### SOURCE EXTRACT
** start **

Metadata-Version: 1.0
Name: linear_binning
Version: 1.1.0
Summary: Python function for performing a linear binning
Home-page: https://github.com/jhetherly/linear_binning
Author: Jeff Hetherly
Author-email: jeffrey.hetherly@gmail.com
License: MIT
Description: |Build Status|
        
        `linear\_binning: linear binning <https://github.com/jhetherly/linear_binning>`__
        =================================================================================
        
        Performs a linear binning technique described in `Wand and
        Jones <https://www.crcpress.com/Kernel-Smoothing/Wand-Jones/p/book/9780412552700>`__
        on a regularly-spaced grid in an arbitrary number of dimensions. The
        `asymptotic
        behavior <http://www.tandfonline.com/doi/abs/10.1080/00949658308810650>`__
        of this binning technique performs better than so-called simple binning
        (i.e. as in histograms). Each data point in ``d``-dimensional space must
        have an associated weight (for equally weighted points just use a weight
        of ``1.0`` for each point).
        
        For example, within a (segment of a) 2D grid with corners A, B, C, and D
        and a 2D data point P with weight wP:
        
        ::
        
            A-----------------------------------B
            |        |                          |
            |                                   |
            |        |                          |
            |- - - - P- - - - - - - - - - - - - |
            |        |                          |
            D-----------------------------------C
        
        -  Assign a weight to corner A of the proportion of area between P and C
           (times wP)
        -  Assign a weight to corner B of the proportion of area between P and D
           (times wP)
        -  Assign a weight to corner C of the proportion of area between P and A
           (times wP)
        -  Assign a weight to corner D of the proportion of area between P and B
           (times wP)
        
        Note that the under- and overflow bins need to be accounted for when
        specifying the numbers of grid points in each dimension (grid points act
        as bin centers). For instance, if you want grid points in steps of 0.1
        in a range of [0,1] (i.e. (0, .1, .2, .3, .4, .5, .6, .7, .8, .9, 1)),
        specify the number of grid points to be 11. Internally, the grid points
        are stored in a contiguous array. This sets a natural restriction on the
        number of grid points along each dimension as memory is allocated for
        each potential grid point even if it is never used. To accommodate
        arbitrary numbers of dimension, an arbitrary precision numeric library
        (`boost
        multiprecision <http://www.boost.org/doc/libs/1_63_0/libs/multiprecision/doc/html/boost_multiprecision/intro.html>`__)

** end **

(Dataset records)
** start **

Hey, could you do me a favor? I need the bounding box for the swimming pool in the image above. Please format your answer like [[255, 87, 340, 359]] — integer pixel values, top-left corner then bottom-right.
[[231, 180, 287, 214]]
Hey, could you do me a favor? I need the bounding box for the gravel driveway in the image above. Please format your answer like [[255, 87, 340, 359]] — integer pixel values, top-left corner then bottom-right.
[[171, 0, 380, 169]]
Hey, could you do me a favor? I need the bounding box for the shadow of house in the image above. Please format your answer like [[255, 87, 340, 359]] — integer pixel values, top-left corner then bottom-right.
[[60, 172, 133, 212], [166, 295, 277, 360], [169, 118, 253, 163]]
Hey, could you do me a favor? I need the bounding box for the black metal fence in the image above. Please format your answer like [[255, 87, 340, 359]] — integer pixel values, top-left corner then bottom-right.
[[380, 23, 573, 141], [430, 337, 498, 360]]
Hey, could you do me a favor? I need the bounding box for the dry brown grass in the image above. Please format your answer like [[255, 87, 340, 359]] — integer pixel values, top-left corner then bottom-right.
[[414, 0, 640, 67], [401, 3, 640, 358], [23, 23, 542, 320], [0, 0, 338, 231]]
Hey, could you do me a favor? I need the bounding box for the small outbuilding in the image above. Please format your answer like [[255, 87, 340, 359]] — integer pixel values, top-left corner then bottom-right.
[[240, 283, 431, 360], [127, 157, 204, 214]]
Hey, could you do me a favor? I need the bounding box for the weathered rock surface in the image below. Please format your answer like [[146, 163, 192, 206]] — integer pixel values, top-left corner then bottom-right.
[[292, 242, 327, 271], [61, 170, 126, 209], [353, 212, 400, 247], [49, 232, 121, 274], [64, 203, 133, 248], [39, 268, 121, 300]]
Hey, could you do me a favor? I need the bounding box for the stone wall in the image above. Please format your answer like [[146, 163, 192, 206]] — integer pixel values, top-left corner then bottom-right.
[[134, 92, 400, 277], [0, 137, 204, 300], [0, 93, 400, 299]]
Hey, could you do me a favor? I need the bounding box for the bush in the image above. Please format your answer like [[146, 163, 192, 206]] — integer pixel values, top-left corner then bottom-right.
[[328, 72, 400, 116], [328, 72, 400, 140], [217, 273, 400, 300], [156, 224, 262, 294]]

** end **

### REQUEST 1
Copy the dataset records word for word, starting at the first record and ending at the line that contains "268, 121, 300]]".
### REQUEST 2
Continue the linear_binning package description from the point where it stops.

### FINAL RESULT 1
Hey, could you do me a favor? I need the bounding box for the swimming pool in the image above. Please format your answer like [[255, 87, 340, 359]] — integer pixel values, top-left corner then bottom-right.
[[231, 180, 287, 214]]
Hey, could you do me a favor? I need the bounding box for the gravel driveway in the image above. Please format your answer like [[255, 87, 340, 359]] — integer pixel values, top-left corner then bottom-right.
[[171, 0, 380, 169]]
Hey, could you do me a favor? I need the bounding box for the shadow of house in the image above. Please format your answer like [[255, 87, 340, 359]] — integer pixel values, top-left corner then bottom-right.
[[60, 172, 133, 212], [166, 295, 277, 360], [169, 118, 253, 163]]
Hey, could you do me a favor? I need the bounding box for the black metal fence in the image above. Please format your answer like [[255, 87, 340, 359]] — integer pixel values, top-left corner then bottom-right.
[[380, 23, 573, 141], [430, 337, 498, 360]]
Hey, could you do me a favor? I need the bounding box for the dry brown grass in the image above. Please format your answer like [[255, 87, 340, 359]] — integer pixel values, top-left corner then bottom-right.
[[414, 0, 640, 67], [401, 3, 640, 358], [23, 23, 542, 320], [0, 0, 338, 231]]
Hey, could you do me a favor? I need the bounding box for the small outbuilding in the image above. Please format your answer like [[255, 87, 340, 359]] — integer pixel values, top-left corner then bottom-right.
[[240, 283, 431, 360], [127, 157, 204, 214]]
Hey, could you do me a favor? I need the bounding box for the weathered rock surface in the image below. Please format your answer like [[146, 163, 192, 206]] — integer pixel values, top-left corner then bottom-right.
[[292, 242, 327, 271], [61, 170, 126, 209], [353, 212, 400, 247], [49, 232, 121, 274], [64, 203, 133, 248], [39, 268, 121, 300]]

### FINAL RESULT 2
        may be used internally and will negatively impact performance. If this
        degradation in performance is unacceptable, consider reducing the number
        of dimensions in such a way that the is less than the maximum number of
        binary digits in an "unsigned long long" on your system.
        
        Quickstart
        ----------
        
        -  pip install linear\_binning
        
        or
        
        -  git clone https://github.com/jhetherly/linear\_binning
        -  cd linear\_binning
        -  python setup.py install
        
        Example
        -------
        
        This constructs one million random 2D points in the unit square with
        random weights and constructs a grid of ``51`` by ``51`` (can be
        different along different dimensions) linearly binned "bin centers." The
        boundaries of the grid of bin centers are specified by ``extents`` and
        can be thought of as the under- and overflow bins (i.e. these are the
        coordinates of the first and last bin centers).
        
        .. code:: python
        
            from linear_binning import linear_binning
            import numpy as np
        
            # generate one million random 2D points and weights
            # (should take less than a second to bin)
            n_samples=1000000
            D=2
        
            # coordinates, weights, and extents must be of type "double"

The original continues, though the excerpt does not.